Task requirements:
A: Using the announcement about the Myo Plus system below, decide whether each statement agrees with it. For each, answer yes or no and quote the deciding words. (i) A conventional transradial myoelectric prosthesis uses one or two electrodes. (ii) Myo Plus uses up to 18 sensors. (iii) Myo Plus needs switching mechanisms to move between functions of the prosthesis.
B: Translate this sentence from the announcement about the Myo Plus system into Spanish: "Pattern recognition represents a new paradigm in the control of a myoelectric prosthesis."
C: According to the announcement about the Myo Plus system, on what date did Ottobock partner with Hanger Clinic to fit the first person in North America with the technology?

Ottobock is excited to announce its newest advancement in upper-limb prosthetics, the Myo Plus pattern recognition system. Pattern recognition represents a new paradigm in the control of a myoelectric prosthesis. On Oct. 29, 2019, Ottobock partnered with Hanger Clinic to fit the first person in North America with a transradial upper-limb amputation with the newly FDA-cleared technology.

Traditionally, individuals with transradial upper-limb amputation have been fit with myoelectric hands controlled by electromyographic (EMG) signals. The conventional transradial myoelectric prosthesis is designed with one or two electrodes that transmit the EMG signals produced by the flexor and extensor muscles in the residual limb. Some users have found these systems difficult to learn due to complex switching mechanisms required to change between the hand, wrist, or multiple grip patterns a hand may offer. In some cases, this difficulty may lead to poor adoption or even abandonment of the prosthesis.

Uniting artificial intelligence with the intuitive and innate EMG signals of the user, Myo Plus adapts to their natural movements versus requiring the user to adapt to the system. While standard myoelectric systems are limited to sensing only two muscle signals, Myo Plus employs up to 18 sensors, enabling multiple muscle signals to be captured as unique movement patterns, each individually assigned to control various functions of the prosthesis. For example, one pattern is used to open the hand, another to close it, a third pattern to rotate the wrist moving the palm of the hand up, and a fourth to rotate the wrist moving the palm of the hand down. Offering direct, convenient control of the prosthesis without any switching mechanisms required and the ability to fine-tune adjustments via an app, the Myo Plus system was designed with both the user and prosthetist in mind.

Dataset entries:
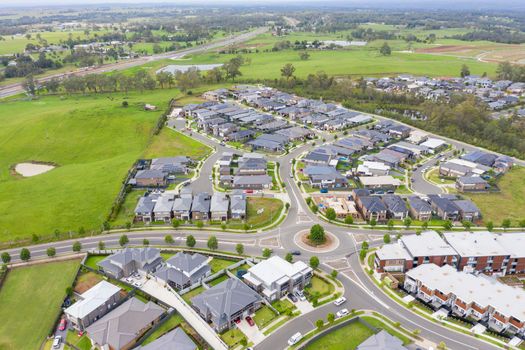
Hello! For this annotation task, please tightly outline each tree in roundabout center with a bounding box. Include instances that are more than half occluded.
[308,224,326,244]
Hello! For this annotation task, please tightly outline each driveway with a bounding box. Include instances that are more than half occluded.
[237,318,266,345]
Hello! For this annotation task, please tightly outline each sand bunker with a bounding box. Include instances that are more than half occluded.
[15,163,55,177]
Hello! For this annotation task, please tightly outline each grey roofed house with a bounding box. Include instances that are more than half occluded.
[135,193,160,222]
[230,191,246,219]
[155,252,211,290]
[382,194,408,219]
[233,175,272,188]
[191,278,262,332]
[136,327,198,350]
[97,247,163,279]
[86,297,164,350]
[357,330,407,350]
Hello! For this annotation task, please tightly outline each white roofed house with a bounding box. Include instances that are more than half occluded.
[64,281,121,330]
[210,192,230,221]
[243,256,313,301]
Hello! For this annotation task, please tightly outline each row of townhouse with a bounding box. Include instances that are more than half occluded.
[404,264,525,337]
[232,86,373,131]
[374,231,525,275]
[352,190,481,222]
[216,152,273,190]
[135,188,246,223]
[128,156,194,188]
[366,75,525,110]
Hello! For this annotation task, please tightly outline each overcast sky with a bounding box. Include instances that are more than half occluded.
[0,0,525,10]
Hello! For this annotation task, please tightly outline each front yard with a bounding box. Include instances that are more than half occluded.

Answers for this exercise:
A:
(i) Yes: "The conventional transradial myoelectric prosthesis is designed with one or two electrodes"
(ii) Yes: "Myo Plus employs up to 18 sensors"
(iii) No: "without any switching mechanisms required"

B: El reconocimiento de patrones representa un nuevo paradigma en el control de una prótesis mioeléctrica.

C: Oct. 29, 2019.